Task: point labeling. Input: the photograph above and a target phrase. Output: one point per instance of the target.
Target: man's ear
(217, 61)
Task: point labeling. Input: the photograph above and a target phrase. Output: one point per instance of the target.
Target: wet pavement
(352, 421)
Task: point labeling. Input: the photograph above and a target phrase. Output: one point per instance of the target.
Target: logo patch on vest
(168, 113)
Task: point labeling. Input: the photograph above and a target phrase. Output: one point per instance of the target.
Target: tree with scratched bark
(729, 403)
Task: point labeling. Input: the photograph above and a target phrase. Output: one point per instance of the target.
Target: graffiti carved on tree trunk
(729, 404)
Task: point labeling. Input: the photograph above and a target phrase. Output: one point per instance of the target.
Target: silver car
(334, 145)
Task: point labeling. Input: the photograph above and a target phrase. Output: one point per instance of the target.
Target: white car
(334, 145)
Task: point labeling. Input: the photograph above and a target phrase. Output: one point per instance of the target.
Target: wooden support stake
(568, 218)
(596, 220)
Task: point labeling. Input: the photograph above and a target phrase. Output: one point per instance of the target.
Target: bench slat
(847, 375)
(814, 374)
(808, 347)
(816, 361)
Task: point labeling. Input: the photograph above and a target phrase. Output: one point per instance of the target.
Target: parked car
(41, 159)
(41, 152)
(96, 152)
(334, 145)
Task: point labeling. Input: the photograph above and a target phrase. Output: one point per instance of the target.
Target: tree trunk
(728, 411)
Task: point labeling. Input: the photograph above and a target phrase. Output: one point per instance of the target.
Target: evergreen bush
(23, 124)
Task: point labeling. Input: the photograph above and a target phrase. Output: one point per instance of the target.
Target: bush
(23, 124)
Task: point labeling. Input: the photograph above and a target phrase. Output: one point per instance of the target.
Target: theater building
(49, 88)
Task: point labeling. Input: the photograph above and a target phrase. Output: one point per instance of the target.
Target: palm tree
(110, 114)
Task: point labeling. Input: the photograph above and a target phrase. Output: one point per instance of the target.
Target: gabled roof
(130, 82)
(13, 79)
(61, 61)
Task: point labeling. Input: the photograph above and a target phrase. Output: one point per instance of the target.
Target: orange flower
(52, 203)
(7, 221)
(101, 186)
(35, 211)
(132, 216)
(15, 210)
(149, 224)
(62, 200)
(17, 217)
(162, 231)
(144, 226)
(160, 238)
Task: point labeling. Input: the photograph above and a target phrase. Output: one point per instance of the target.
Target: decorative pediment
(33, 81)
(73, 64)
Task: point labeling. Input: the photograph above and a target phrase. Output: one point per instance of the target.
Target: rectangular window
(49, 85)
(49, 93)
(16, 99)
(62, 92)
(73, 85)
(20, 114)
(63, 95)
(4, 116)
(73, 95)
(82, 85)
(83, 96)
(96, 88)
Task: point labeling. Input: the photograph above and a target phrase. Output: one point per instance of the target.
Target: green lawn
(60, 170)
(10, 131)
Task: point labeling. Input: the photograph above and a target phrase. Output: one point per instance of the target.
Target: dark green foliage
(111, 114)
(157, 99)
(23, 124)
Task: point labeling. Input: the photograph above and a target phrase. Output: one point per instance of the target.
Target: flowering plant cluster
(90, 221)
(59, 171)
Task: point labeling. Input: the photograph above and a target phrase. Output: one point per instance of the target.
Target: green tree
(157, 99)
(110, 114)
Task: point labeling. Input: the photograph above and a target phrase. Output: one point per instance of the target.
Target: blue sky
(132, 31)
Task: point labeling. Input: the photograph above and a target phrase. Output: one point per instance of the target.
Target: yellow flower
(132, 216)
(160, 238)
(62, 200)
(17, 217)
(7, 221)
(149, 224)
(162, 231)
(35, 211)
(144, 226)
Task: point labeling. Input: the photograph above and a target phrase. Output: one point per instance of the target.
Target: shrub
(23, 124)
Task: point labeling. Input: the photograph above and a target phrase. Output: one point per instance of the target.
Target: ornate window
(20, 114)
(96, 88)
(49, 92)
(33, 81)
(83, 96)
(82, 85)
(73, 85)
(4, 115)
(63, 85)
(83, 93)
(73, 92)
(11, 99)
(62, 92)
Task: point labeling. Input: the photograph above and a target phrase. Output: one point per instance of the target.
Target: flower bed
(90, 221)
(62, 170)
════
WORK TO COMPLETE -> Your task is to repeat every entry above exactly.

OUTPUT OF THE TASK ->
Task: point labeling. Input: the photograph above and a target phrase. Output: one point per instance of the target.
Target: man's ear
(217, 61)
Task: point labeling. Input: the photograph above and a target phrase. Output: one point per instance of the target.
Target: wet pavement
(352, 421)
Task: point labeling. Input: the photograph above and a target phrase. Output: one point per instance of the target.
Target: logo patch on vest
(168, 113)
Task: point labeling. Input: the photograph above and a target phrase. Output: one point per instance of the target.
Target: tree with scratched bark
(729, 403)
Task: point labeling. Input: the photograph above and a target phrase. Output: one point per instance of the target.
Target: graffiti carved on tree trunk
(729, 404)
Task: point labeling. Input: the photograph above and a target phrase. Output: one point per instance of the target.
Target: silver car
(334, 145)
Task: point labeling. Input: the photograph above and a target phrase. Output: one point per instance of the target.
Target: white car
(334, 145)
Task: point labeling. Input: the photograph above and a target phrase. Output: one point per instance of the target.
Target: wooden support stake
(568, 218)
(596, 220)
Task: point labeling. Input: the photograph above and a target phrase. Output: one point per instance of the target.
Target: bench slat
(847, 375)
(814, 374)
(808, 347)
(816, 361)
Task: point labeling. Input: the photograph above and a target phrase. Output: one point per instance of the target.
Target: parked car
(41, 159)
(41, 152)
(96, 152)
(334, 145)
Task: point labeling. Input: the photograph above and a target phrase. Output: one point per instance of the target.
Target: tree trunk
(728, 411)
Task: point labeling. Input: the photograph above and a target phrase. Output: one point per instance of the target.
Target: evergreen bush
(23, 124)
Task: point labeling. Input: the photograph above and a target phrase. Output: one point per instance of the target.
Target: bush
(23, 124)
Task: point labeling. Input: the photograph above and a target phrase. Output: one point per instance of the target.
Target: theater building
(49, 88)
Task: point labeling. Input: the photograph above and a target phrase. Output: one point per instance of the target.
Target: palm tree
(110, 114)
Task: point labeling. Input: the photograph above and a target phrase. Output: one point per instance of the target.
Target: gabled roof
(130, 82)
(13, 79)
(61, 61)
Task: point labeling. Input: the photograph above and a target phrase. Output: one point per instance of the target.
Target: orange flower
(52, 203)
(7, 221)
(101, 186)
(35, 211)
(132, 216)
(15, 210)
(149, 224)
(62, 200)
(17, 217)
(162, 231)
(144, 226)
(160, 238)
Task: point labeling. Input: the photograph above and a target phrase. Output: one point per instance of the target.
Target: decorative pediment
(33, 81)
(73, 64)
Task: point labeling. Input: the photograph above and a target phrase. Output: one point per instance of the target.
Target: rectangular window
(49, 85)
(49, 93)
(16, 99)
(62, 92)
(73, 85)
(20, 114)
(63, 95)
(4, 116)
(73, 95)
(82, 85)
(83, 96)
(96, 88)
Task: point labeling. Input: the photograph above and a target phrase. Output: one point per instance of the target.
Target: green lawn
(60, 170)
(10, 131)
Task: point labeling. Input: the photograph above and a target phrase. Output: one point per instance of the target.
Target: dark green foliage
(111, 114)
(157, 99)
(23, 124)
Task: point labeling. Input: the photograph above and a target phrase. Output: one point per instance of the target.
Target: flowering plant cluster
(90, 221)
(59, 171)
Task: point labeling. Input: the photograph above and a target phrase. Output: one point per instance of the target.
Target: green tree
(157, 99)
(110, 114)
Task: point labeling. Input: the photograph above and a target phrase. Output: one point per instance of the target.
Target: blue sky
(132, 31)
Task: point labeling. Input: the photograph above and a target phrase. Output: one point per instance of the target.
Target: yellow flower
(132, 216)
(160, 238)
(62, 200)
(17, 217)
(7, 221)
(149, 224)
(162, 231)
(35, 211)
(144, 226)
Task: point labeling. Input: the photograph above and a target phrase. Output: one point per instance of the target.
Target: shrub
(23, 124)
Task: point labeling. Input: the photograph above and a target phrase. Output: one point per instance of the target.
Target: ornate window
(20, 114)
(96, 88)
(49, 92)
(33, 81)
(83, 96)
(82, 85)
(73, 85)
(4, 115)
(63, 85)
(83, 93)
(73, 92)
(11, 99)
(62, 92)
Task: point labeling. Input: the photograph above and a target phrase. Output: one point per instance of the target.
Target: flower bed
(90, 221)
(62, 170)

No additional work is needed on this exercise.